RECORD SET ▸
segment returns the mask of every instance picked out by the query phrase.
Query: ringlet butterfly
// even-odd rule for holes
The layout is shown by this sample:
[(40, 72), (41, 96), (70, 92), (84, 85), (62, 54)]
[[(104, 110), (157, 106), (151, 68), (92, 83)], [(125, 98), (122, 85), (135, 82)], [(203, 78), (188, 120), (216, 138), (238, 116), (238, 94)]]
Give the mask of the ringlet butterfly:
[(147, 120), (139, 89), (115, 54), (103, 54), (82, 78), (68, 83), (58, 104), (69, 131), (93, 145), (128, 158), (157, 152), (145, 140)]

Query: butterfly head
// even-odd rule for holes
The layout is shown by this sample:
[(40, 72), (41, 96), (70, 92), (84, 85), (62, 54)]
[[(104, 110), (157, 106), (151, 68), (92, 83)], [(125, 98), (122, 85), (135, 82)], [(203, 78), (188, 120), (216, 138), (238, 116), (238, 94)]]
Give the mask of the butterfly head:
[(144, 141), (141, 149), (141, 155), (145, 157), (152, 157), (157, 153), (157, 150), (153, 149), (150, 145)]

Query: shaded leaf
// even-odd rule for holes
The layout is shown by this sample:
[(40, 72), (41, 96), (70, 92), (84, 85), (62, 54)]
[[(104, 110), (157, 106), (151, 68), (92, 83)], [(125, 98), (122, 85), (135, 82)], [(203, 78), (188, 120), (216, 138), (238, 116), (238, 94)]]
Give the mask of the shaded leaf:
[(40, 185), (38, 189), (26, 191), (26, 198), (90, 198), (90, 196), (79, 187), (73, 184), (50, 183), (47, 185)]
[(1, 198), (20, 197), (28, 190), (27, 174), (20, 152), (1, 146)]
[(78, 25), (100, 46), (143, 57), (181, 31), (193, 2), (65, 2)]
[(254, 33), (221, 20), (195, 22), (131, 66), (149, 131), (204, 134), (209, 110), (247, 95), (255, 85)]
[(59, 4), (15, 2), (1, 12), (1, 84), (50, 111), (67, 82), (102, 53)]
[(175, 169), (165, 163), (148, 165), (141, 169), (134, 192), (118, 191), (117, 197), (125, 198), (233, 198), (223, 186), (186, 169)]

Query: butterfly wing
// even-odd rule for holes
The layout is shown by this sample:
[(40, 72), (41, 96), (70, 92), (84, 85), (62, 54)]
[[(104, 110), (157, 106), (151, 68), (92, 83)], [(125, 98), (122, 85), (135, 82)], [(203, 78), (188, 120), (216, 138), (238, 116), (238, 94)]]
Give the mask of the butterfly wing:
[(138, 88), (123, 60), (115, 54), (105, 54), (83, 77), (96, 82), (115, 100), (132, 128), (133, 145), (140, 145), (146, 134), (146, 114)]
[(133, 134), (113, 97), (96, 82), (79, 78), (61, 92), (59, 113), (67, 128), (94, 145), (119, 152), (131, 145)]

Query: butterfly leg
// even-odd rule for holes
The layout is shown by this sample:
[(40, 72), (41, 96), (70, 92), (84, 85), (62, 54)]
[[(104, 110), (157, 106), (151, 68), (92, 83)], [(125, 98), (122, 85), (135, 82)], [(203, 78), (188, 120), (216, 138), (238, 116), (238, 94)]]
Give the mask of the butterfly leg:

TASK PROMPT ▸
Repeat the records above exactly as they appear.

RESPONSE ▸
segment returns the mask of every instance picked out by the query phrase.
Query: ringlet butterfly
// even-odd rule for holes
The layout is shown by this sample:
[(40, 72), (41, 96), (70, 92), (84, 85), (62, 54)]
[[(104, 110), (157, 106), (151, 68), (92, 83)], [(125, 98), (122, 85), (135, 82)], [(203, 78), (188, 120), (216, 138), (238, 116), (238, 94)]]
Give the mask of the ringlet butterfly:
[(147, 120), (139, 89), (115, 54), (103, 54), (82, 78), (68, 83), (58, 104), (69, 131), (93, 145), (128, 158), (157, 152), (145, 140)]

Query: butterfly head
// even-odd rule for holes
The layout is shown by this sample:
[(40, 72), (41, 96), (70, 92), (84, 85), (62, 54)]
[[(104, 110), (157, 106), (151, 68), (92, 83)], [(125, 98), (122, 85), (135, 82)], [(203, 78), (188, 120), (216, 138), (238, 116), (238, 94)]]
Give the mask of the butterfly head:
[(144, 141), (141, 149), (141, 155), (145, 157), (152, 157), (157, 153), (157, 150), (153, 149), (150, 145)]

Query: shaded leaf
// even-odd rule for holes
The layout is shown by this sample:
[(40, 72), (41, 96), (70, 92), (84, 85), (62, 54)]
[[(104, 110), (157, 106), (151, 68), (92, 83)], [(125, 98), (122, 85), (135, 82)], [(203, 78), (188, 120), (216, 138), (238, 116), (238, 94)]]
Give the mask of the shaded leaf:
[(40, 185), (38, 189), (26, 191), (26, 198), (90, 198), (90, 196), (79, 187), (73, 184), (50, 183), (47, 185)]
[(1, 198), (20, 197), (28, 190), (27, 174), (20, 152), (1, 146)]
[(78, 25), (100, 46), (143, 57), (181, 31), (193, 2), (65, 2)]
[(254, 33), (221, 20), (195, 22), (131, 66), (149, 131), (204, 134), (209, 110), (247, 95), (255, 85)]
[(59, 4), (15, 2), (1, 12), (1, 84), (50, 111), (67, 82), (102, 53)]
[(175, 169), (165, 163), (148, 165), (141, 169), (134, 192), (118, 191), (117, 197), (125, 198), (233, 198), (223, 186), (186, 169)]

Query: butterfly wing
// even-odd rule for holes
The layout is shown by this sample:
[(40, 72), (41, 96), (70, 92), (84, 85), (62, 54)]
[[(104, 110), (157, 106), (151, 68), (92, 83)], [(125, 98), (122, 85), (135, 82)], [(203, 78), (188, 120), (216, 138), (238, 116), (238, 94)]]
Give the mask of the butterfly wing:
[(138, 88), (123, 60), (115, 54), (105, 54), (83, 77), (96, 82), (115, 100), (132, 128), (133, 145), (140, 145), (146, 134), (146, 114)]
[(133, 134), (113, 97), (96, 82), (79, 78), (61, 92), (59, 113), (67, 128), (94, 145), (119, 152), (131, 145)]

Query: butterfly leg
// even-odd rule for holes
The layout is shown by this sample:
[(40, 72), (41, 96), (70, 92), (84, 85), (62, 54)]
[[(104, 110), (157, 106), (151, 68), (92, 83)], [(125, 98), (122, 85), (135, 82)], [(203, 78), (188, 120), (216, 138), (238, 116), (238, 94)]]
Give the mask of the butterfly leg:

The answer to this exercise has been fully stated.